# EXTRAIT CHOISI
■ ■ ■ ■ ■

III. DISGRÂCE DE MOREAU — CAMPAGNE D'ITALIE — LE 18 BRUMAIRE.
Sur ces entrefaites, Moreau perdit son commandement à la suite d'un événement qui laissa soupçonner, sinon sa complicité avec Pichegru, du moins sa faiblesse pour les fautes et les trahisons de son ancien chef et ami.
Au commencement de la campagne de 1796, on avait saisi dans les fourgons du général autrichien Kinglin une correspondance chiffrée qui révélait les intelligences de Pichegru avec le prince de Condé et le ministre anglais Wickham. Moreau, qu'une vieille amitié unissait à Pichegru, hésita longtemps avant de la communiquer au Directoire. Enfin, devinant l'issue de la lutte qui s'engageait entre celui-ci et les Conseils, et sentant que son silence le perdrait sans sauver Pichegru, pressé d'ailleurs par son chef d'état-major, Lajolais, il écrivit une lettre confidentielle au directeur Barthélemy qui devait lui-même être proscrit quelques semaines plus tard, lors du coup d'Etat du 18 fructidor. La réserve de Moreau parut suspecte ; les vainqueurs de cette journée lui retirèrent son commandement et le rappelèrent à Paris. Moreau attendit avec résignation que la patrie eût besoin de ses services. Il n'attendit pas longtemps. Sur toutes les frontières, les revers succédaient aux revers. Au mois d'avril 1799, il reçut le titre d'inspecteur général avec mission de préparer les plans de campagne et les opérations défensives et offensives. Le moment vint bientôt où sa présence aux armées fut indispensable. Hoche et Marceau étaient morts, Bonaparte, Kléber, Desaix étaient en Egypte ; Moreau restait seul ; il fut proposé pour commander en chef en Italie. Barras lui préféra l'incapable Schérer. Moreau accepta noblement un commandement subalterne dans une armée qu'il aurait dû commander en chef. |
Le 26 mars, l’armée tenta de forcer la ligne de l'Adige ; seule, l’aile gauche que commandait Moreau réussit à passer le fleuve ; elle ne put continuer ses succès par suite de l’échec de la droite et du centre de Schérer. Moreau conseilla alors à celui-ci de s’appuyer sur lui pour franchir l'Adige. Schérer ne voulut rien entendre ; il rappela Moreau sur la rive droite pour recommencer l’attaque trois jours après ; l’échec fut complet. Le général Kray en profita pour prendre l’offensive ; débouchant de Vérone, il se prépara à tomber sur le flanc de Schérer. Les deux armées se rencontrèrent à Magnano le 5 avril. Malgré les prodiges de Moreau, Kray culbuta notre centre ; seule, l'héroïque contenance du vainqueur de Biberach l’empêcha de poursuivre ses succès. Néanmoins la bataille était perdue. Malgré Moreau qui conseillait d’attendre le lendemain afin d’éviter le désordre d’une retraite de nuit, Scherer se retira immédiatement.

■ ■ ■ ■ ■

# LIGNES DE DONNÉES
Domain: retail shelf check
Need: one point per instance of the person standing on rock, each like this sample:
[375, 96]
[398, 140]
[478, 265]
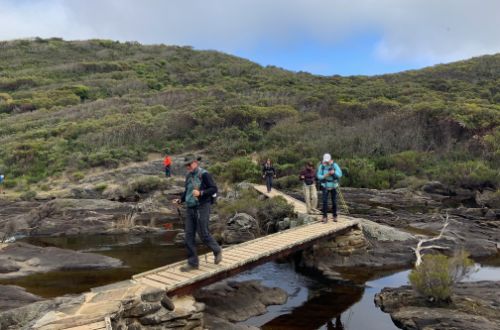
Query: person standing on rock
[268, 173]
[167, 162]
[199, 193]
[328, 175]
[308, 177]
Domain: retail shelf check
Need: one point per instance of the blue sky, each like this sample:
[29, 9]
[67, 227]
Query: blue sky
[324, 37]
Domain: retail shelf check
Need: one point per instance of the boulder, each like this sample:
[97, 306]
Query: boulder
[240, 228]
[238, 301]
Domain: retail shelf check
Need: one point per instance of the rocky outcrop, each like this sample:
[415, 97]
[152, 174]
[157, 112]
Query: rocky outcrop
[240, 228]
[477, 226]
[128, 305]
[14, 297]
[20, 259]
[237, 301]
[475, 306]
[370, 246]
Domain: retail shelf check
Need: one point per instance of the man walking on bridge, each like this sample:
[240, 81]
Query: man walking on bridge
[199, 194]
[328, 175]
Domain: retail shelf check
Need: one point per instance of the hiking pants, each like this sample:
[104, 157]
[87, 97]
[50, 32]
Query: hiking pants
[311, 197]
[325, 201]
[197, 219]
[269, 182]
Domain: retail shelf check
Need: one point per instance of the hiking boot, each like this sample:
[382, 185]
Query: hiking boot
[218, 258]
[188, 268]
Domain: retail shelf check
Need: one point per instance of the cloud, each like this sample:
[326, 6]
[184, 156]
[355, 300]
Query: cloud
[410, 30]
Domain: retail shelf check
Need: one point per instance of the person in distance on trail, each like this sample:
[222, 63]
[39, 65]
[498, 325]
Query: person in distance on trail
[167, 162]
[2, 177]
[328, 175]
[199, 193]
[308, 177]
[268, 173]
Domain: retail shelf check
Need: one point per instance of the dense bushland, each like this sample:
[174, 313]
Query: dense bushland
[70, 106]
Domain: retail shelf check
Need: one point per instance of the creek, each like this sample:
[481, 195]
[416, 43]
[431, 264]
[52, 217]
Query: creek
[313, 303]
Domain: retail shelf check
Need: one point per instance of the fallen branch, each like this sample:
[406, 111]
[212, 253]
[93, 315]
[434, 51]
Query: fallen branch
[420, 245]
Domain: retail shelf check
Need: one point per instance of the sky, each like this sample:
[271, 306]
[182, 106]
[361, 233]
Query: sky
[327, 37]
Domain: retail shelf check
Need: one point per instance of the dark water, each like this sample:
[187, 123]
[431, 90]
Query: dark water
[137, 253]
[313, 302]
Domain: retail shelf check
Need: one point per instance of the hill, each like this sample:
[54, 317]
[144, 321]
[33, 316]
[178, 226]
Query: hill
[70, 106]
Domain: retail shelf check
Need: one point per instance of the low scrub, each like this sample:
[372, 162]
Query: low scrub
[147, 183]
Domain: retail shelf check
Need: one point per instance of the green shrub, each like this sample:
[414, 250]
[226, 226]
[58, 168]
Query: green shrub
[28, 195]
[77, 176]
[148, 183]
[100, 187]
[237, 170]
[436, 276]
[287, 182]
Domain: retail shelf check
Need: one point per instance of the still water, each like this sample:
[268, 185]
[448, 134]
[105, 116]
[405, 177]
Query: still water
[313, 303]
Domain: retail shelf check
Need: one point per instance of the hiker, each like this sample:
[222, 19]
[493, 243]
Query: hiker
[308, 176]
[328, 175]
[167, 162]
[199, 194]
[268, 173]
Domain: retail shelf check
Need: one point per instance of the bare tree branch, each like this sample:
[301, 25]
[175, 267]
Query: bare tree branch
[420, 245]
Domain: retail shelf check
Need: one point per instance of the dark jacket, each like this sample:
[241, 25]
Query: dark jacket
[207, 186]
[309, 175]
[268, 170]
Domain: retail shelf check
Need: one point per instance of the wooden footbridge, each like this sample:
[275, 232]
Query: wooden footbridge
[238, 258]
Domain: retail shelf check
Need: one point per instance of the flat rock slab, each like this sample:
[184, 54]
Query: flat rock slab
[475, 306]
[20, 259]
[15, 296]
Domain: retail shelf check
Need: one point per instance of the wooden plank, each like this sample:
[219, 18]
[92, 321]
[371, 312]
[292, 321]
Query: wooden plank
[161, 280]
[180, 276]
[152, 283]
[90, 326]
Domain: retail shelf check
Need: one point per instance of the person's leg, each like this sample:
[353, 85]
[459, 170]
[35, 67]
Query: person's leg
[334, 203]
[325, 203]
[190, 236]
[203, 230]
[314, 196]
[307, 197]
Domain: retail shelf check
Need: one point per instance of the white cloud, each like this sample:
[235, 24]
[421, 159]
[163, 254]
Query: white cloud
[410, 30]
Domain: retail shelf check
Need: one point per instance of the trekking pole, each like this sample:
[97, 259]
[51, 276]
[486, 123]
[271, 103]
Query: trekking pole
[342, 201]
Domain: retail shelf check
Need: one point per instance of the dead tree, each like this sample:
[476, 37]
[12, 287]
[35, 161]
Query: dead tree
[421, 247]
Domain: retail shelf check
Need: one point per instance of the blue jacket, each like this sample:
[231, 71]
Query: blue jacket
[331, 181]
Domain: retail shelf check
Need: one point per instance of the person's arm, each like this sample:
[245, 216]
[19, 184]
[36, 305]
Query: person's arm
[183, 197]
[209, 186]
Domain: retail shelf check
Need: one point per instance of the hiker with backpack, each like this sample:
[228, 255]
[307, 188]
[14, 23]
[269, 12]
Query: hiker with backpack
[268, 173]
[199, 194]
[167, 162]
[328, 175]
[308, 177]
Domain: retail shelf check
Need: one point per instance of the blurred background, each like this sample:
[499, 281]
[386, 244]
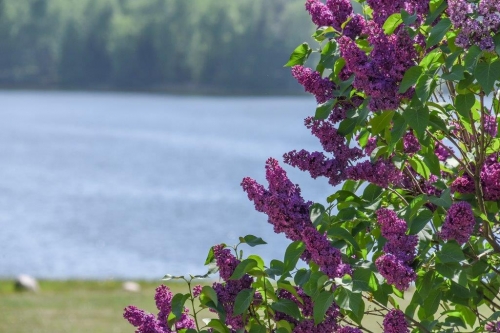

■ ■ ■ ■ ■

D'après l'extrait sur la disgrâce de Moreau, quels généraux étaient morts ou se trouvaient en Égypte lorsque Moreau fut proposé pour le commandement en chef en Italie ? Précisez la situation de chacun.

Hoche et Marceau étaient morts. Bonaparte, Kléber et Desaix étaient en Égypte.